>>>>>

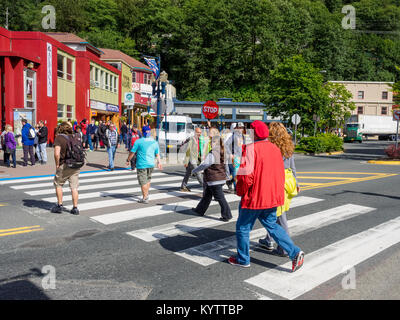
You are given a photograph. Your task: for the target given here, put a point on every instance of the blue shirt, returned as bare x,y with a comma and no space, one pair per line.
146,150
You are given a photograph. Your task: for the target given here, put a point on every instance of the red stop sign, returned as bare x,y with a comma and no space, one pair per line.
210,109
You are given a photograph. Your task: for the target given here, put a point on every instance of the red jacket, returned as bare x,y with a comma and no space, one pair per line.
261,176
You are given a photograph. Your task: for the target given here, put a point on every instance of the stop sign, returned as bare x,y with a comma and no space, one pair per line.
210,109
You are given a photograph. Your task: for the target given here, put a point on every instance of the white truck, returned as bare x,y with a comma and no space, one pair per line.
364,126
175,130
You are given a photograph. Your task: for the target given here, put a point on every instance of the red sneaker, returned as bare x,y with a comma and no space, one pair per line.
297,262
232,260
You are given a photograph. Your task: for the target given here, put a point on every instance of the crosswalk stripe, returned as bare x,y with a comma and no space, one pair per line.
102,185
190,225
128,200
149,211
83,181
87,174
330,261
117,192
219,250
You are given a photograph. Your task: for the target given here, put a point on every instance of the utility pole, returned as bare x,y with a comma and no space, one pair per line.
6,26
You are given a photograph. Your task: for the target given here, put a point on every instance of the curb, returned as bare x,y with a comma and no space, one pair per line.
385,162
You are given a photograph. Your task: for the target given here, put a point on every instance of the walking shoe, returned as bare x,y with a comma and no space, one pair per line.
232,260
297,262
196,212
269,246
57,208
144,200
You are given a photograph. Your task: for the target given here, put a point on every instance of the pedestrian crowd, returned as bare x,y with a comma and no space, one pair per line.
256,164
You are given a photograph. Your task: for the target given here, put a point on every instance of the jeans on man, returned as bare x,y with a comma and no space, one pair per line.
218,193
111,155
28,149
41,152
188,173
267,217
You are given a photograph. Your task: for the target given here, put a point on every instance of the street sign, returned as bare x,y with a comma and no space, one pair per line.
210,109
129,99
396,114
296,119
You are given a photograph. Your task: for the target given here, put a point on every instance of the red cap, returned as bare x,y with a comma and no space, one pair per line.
260,129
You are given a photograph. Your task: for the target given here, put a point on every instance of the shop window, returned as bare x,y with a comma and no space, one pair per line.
70,69
60,66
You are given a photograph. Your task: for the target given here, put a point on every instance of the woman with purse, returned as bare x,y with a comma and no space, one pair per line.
279,136
10,147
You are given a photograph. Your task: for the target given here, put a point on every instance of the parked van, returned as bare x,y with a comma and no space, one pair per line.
176,130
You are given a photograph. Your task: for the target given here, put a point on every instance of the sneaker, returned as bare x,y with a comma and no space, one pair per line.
233,261
144,200
58,208
269,246
297,262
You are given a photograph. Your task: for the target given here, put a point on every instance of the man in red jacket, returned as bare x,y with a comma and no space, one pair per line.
260,184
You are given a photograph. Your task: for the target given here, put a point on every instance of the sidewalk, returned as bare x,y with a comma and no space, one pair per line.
96,160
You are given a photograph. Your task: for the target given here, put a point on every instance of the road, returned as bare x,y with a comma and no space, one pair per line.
346,220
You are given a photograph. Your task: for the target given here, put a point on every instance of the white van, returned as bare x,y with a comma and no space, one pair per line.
177,129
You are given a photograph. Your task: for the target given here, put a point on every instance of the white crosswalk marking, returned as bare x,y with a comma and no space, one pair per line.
220,250
112,218
180,227
328,262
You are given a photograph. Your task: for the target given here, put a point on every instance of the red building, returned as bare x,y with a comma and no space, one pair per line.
44,79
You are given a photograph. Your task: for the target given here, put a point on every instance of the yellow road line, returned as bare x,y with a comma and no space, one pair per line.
349,181
16,229
19,232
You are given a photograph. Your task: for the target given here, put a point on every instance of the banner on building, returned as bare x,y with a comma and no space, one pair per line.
49,70
152,63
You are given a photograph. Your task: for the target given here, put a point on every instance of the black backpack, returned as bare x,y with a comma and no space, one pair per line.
76,155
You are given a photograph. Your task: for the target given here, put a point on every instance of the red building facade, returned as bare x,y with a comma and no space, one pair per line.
30,77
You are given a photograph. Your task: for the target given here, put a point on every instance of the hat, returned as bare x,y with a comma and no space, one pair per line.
260,129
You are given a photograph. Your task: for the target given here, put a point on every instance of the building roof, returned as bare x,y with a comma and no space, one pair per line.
116,55
70,38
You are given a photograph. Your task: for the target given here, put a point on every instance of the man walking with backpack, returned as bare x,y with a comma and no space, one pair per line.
69,157
28,139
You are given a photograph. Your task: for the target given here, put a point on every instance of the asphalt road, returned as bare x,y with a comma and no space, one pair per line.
352,205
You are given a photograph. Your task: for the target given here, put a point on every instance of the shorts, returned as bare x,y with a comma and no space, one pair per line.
144,175
63,174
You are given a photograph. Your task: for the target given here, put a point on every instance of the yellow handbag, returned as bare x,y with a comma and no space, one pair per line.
290,191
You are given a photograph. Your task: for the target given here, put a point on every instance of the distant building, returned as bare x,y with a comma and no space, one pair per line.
370,97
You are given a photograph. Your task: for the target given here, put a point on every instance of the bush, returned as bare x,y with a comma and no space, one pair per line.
392,152
321,143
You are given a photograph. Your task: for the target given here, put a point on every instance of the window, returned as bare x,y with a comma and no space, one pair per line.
70,69
146,78
65,111
60,66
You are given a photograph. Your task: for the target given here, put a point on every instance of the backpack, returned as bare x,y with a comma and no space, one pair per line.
31,133
76,155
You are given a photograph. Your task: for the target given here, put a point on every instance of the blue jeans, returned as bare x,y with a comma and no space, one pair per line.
111,155
41,151
267,217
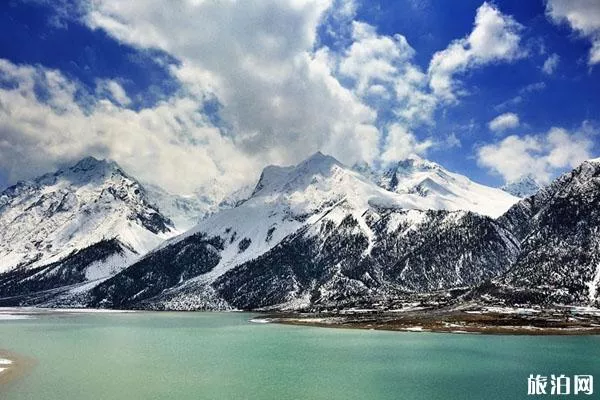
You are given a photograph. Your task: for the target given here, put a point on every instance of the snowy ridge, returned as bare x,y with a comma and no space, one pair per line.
44,220
522,187
436,188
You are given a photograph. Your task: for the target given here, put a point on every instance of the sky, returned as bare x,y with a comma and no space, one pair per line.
188,94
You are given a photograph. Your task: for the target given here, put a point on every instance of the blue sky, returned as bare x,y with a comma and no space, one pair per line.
188,93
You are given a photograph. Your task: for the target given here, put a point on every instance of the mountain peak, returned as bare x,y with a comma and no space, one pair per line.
522,187
283,179
91,162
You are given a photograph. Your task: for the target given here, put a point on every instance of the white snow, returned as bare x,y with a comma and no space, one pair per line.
433,187
59,213
593,284
321,189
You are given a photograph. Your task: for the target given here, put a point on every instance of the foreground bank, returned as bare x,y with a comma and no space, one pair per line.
492,320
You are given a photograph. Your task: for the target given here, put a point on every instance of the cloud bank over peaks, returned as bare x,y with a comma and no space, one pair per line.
583,16
495,37
542,156
280,93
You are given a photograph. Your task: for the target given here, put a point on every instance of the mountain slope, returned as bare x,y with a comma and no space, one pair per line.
317,232
522,187
440,189
559,260
81,223
186,211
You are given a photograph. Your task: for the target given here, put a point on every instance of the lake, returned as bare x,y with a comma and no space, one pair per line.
224,356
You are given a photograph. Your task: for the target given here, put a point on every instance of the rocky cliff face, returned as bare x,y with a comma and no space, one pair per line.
82,223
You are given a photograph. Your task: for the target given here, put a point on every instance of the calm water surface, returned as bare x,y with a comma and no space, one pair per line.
223,356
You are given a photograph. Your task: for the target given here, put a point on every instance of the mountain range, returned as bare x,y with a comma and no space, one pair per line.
317,235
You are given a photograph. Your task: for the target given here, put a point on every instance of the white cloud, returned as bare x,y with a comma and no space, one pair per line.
401,143
279,95
382,68
279,89
503,122
582,16
171,144
495,37
541,156
551,64
114,90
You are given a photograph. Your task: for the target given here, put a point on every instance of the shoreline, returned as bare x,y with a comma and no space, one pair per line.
530,323
13,366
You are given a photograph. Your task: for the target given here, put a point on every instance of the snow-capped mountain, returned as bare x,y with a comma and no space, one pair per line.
317,235
81,223
558,229
439,188
186,211
523,187
317,231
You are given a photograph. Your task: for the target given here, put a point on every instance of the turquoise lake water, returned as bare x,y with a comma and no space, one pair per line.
223,356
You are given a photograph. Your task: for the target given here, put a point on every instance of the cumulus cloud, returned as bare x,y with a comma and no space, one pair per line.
171,144
114,91
281,93
495,37
383,70
551,64
583,16
401,143
539,155
278,94
503,122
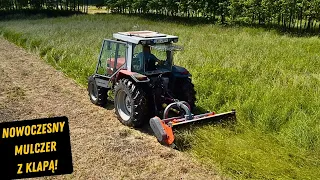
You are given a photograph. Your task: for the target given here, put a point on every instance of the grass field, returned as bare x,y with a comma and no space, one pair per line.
272,80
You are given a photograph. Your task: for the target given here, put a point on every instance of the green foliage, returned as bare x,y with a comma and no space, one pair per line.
289,14
272,81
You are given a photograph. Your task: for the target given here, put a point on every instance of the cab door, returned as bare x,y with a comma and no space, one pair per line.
112,58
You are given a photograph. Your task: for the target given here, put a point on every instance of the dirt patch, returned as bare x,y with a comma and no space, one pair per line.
102,148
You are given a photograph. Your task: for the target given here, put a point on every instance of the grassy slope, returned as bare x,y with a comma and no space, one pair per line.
271,80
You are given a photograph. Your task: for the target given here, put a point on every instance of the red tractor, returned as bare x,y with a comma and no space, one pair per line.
146,86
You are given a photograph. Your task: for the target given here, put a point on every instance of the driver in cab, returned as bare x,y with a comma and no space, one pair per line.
150,59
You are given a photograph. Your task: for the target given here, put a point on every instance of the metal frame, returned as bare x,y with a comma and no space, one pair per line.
164,38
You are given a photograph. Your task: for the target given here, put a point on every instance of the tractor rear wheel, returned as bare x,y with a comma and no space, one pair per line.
184,91
130,104
98,95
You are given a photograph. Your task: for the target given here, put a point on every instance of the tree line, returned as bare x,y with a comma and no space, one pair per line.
65,5
288,14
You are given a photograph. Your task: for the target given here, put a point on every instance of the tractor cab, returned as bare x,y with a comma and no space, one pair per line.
144,52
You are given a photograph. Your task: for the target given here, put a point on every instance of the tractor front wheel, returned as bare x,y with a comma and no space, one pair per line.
130,103
98,95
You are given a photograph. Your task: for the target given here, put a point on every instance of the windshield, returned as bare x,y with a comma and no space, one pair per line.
153,59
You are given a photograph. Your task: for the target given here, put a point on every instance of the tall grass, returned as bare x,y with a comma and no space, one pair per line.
273,82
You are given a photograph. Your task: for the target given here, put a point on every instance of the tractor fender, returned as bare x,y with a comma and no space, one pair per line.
133,75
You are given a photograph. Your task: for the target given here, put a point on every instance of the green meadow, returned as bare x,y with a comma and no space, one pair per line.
271,79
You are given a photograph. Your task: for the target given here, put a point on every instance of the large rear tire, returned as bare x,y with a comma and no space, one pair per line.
130,104
184,91
98,95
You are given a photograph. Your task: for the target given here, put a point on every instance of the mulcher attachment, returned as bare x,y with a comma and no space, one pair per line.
163,128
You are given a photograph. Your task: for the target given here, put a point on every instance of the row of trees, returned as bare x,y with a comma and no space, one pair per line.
68,5
289,14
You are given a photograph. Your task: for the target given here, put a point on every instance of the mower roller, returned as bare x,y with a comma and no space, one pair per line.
146,86
163,128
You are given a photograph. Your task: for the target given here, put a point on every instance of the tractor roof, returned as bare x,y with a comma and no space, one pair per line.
145,37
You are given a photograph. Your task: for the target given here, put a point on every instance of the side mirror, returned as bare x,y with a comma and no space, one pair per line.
109,47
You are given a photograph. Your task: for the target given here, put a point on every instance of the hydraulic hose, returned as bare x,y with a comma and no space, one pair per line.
182,104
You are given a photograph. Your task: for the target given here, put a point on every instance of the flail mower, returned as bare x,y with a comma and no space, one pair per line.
146,86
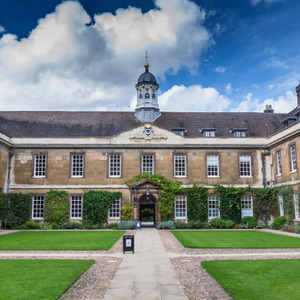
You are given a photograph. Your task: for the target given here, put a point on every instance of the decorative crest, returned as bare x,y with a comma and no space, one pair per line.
148,134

<<<<<

Your objective –
Copy verbatim the span that opens at the line with "of trees, returned" and closes at the final line of the listing. Do not carry over any pictures.

Complete response –
You are given a photograph. Your task: for the target given here, put a point on every instance of the row of trees, returned as bare x,y with a comma and no space, one pair per line.
68,5
289,14
You are given a photograph. Your task: for the target given here, put a point on every instance of the mower roller, returned as bare x,y with a comma and no space, one pair per line.
146,86
163,128
You are given a photograph. Your task: for the target given here, put a point on every instance of the tractor roof, returned as bare x,y with a comma and no space, one pair per line.
145,37
You are given a photograph. Your task: for the target given here, put a point on every instance of the side mirror, returned as bare x,y with a comma and no space, one pair per line.
109,47
You are given a photograph. Your task: for the target given here, put a point on every instance of the hydraulic hose, returned as bare x,y with a comma and no space, one pair per line.
182,104
You are given a photograph. Your task: for the target given here, put a point on every instance of the flail mower, returned as bare x,y with a comma and no space, one pair per line.
146,86
You are given a photograph. Your task: for the target given here, put a point on every instance of the decorative crest, returned as bare x,y with a comma and no space, one pair per line.
148,134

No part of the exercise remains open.